# Written task a:
Gather every line of the entries below that contains the string "shrub", keeping each line unchanged. Treat case as significant.

# Source extract:
########################################

Path of Wisdom, Path of Peace

 dalai2.jpg I've been raised as a Roman Catholic, but over the years I took distance from Roman Church. I've always searched for a deeper meaning of our living, suffering, joy and death. I'm not saying that in Buddhism I found the answers I was looking for, but certainly I like its spirit and the loving acceptance of the human nature, and the sweetness that's in it. I started reading some essays I found in the net, then I bought some books on the subject, I've learned more about Tibet and the chinese invasion, and the Dalai Lama pacific fight to restore freedom in his country. Some years ago I went to a conference held by His Holiness, I've never felt before that kind of inner peace, of warm inside , just listening to this man, to his teachings.

The book: This is a unique book of the Dalai Lama’s thought on how he see himself, Buddhism, the world at war, the meaning of freedom, busy modern life, its challenges and how to master them.
In his inimitable style of humorous simplicity His Holiness looks at everyday problems and puts them in a wider context, making clear their global significance. The book provides an excellent and wide-ranging introduction and overview to the Dalai Lama’s philosophy of life, his thoughts and beliefs, and also gives food for thought on how all of us can live lives of greater wisdom and peace.

########################################

# Dataset extract:
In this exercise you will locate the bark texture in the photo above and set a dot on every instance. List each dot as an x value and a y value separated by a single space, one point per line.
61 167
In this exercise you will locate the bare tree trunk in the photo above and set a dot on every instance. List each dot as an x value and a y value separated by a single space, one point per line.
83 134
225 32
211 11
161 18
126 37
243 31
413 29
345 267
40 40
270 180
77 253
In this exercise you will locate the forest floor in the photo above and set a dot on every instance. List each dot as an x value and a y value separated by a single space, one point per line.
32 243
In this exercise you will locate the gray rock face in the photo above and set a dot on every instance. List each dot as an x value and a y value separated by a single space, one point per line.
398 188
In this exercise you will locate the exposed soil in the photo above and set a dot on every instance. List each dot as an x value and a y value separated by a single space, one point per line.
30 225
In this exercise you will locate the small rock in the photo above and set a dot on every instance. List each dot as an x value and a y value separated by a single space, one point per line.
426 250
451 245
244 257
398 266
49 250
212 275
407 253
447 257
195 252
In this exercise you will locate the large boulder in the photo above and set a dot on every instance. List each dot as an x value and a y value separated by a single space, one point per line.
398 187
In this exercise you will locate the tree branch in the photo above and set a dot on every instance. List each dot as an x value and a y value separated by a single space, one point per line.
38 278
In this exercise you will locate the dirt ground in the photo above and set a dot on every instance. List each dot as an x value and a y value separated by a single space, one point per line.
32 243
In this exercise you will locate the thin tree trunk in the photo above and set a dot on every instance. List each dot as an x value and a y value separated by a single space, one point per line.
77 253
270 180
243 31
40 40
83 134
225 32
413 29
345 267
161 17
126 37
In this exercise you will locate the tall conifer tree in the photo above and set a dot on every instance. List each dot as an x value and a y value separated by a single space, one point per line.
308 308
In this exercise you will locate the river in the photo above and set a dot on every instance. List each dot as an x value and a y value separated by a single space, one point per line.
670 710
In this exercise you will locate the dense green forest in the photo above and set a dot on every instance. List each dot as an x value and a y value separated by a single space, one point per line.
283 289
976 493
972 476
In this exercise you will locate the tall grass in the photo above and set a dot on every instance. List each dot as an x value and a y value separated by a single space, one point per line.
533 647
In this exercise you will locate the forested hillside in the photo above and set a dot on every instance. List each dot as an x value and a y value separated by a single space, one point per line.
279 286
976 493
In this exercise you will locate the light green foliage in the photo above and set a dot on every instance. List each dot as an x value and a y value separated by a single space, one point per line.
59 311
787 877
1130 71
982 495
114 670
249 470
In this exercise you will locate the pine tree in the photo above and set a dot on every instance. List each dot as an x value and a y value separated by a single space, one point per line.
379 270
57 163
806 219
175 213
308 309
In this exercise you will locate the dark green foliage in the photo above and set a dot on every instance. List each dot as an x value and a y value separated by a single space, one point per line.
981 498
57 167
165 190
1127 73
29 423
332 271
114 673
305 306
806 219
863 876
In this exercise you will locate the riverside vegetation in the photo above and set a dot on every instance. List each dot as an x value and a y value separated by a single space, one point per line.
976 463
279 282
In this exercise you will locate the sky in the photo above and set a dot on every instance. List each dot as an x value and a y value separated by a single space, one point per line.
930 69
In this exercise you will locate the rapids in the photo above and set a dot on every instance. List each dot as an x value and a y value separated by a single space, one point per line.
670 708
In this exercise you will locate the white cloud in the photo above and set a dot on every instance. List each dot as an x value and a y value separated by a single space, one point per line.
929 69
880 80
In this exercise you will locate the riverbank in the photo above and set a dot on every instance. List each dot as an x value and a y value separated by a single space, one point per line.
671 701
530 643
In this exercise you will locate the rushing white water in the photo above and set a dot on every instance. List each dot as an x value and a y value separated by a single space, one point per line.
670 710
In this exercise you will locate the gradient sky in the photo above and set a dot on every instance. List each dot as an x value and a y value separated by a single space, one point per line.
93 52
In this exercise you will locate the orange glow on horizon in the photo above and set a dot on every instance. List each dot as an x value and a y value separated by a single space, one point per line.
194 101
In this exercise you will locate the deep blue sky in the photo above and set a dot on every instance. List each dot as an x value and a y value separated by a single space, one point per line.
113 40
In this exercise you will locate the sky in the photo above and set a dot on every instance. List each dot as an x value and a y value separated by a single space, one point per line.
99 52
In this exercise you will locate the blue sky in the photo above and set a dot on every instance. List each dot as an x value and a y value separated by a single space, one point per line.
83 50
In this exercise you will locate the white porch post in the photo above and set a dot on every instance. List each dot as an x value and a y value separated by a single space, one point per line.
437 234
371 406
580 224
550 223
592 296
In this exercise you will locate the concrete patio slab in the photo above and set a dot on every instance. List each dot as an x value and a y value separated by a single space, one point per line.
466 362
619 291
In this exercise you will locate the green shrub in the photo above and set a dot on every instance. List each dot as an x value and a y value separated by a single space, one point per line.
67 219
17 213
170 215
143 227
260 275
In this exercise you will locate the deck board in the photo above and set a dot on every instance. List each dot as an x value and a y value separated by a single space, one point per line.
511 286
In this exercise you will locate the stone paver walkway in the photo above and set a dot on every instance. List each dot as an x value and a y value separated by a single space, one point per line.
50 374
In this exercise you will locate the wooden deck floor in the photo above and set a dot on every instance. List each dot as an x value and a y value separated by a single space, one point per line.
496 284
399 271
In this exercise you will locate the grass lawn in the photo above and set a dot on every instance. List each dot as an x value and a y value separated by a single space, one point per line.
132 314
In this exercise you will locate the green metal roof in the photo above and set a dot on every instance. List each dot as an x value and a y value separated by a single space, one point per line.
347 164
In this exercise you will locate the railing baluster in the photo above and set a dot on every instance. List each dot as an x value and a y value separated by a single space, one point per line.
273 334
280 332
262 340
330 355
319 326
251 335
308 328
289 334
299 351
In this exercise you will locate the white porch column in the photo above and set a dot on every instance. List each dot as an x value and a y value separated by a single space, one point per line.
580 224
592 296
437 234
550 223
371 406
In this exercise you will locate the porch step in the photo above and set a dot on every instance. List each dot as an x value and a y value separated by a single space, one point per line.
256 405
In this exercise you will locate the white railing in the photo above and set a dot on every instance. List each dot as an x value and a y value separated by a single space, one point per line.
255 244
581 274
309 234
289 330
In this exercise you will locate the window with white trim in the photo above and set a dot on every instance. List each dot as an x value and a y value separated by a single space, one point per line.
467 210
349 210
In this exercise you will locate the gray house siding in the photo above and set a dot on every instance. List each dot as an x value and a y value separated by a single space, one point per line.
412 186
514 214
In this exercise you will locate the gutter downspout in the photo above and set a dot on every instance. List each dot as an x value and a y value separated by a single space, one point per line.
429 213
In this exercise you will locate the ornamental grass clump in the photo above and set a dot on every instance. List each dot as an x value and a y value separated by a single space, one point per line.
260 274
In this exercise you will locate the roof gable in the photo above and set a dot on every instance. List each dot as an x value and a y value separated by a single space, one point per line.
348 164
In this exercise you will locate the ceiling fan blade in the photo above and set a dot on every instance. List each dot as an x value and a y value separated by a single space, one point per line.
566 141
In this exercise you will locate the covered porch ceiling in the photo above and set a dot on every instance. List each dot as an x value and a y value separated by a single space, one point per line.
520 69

########################################

# Written task b:
Quote the passage on the Dalai Lama above verbatim, beginning at the words "The book: This" and ending after "to master them.".

# Final result a:
In this exercise you will locate the green shrub in the photo above and set a dot on every instance. List each dot as an x value and a y value separated by a single space, one point per line.

# Final result b:
The book: This is a unique book of the Dalai Lama’s thought on how he see himself, Buddhism, the world at war, the meaning of freedom, busy modern life, its challenges and how to master them.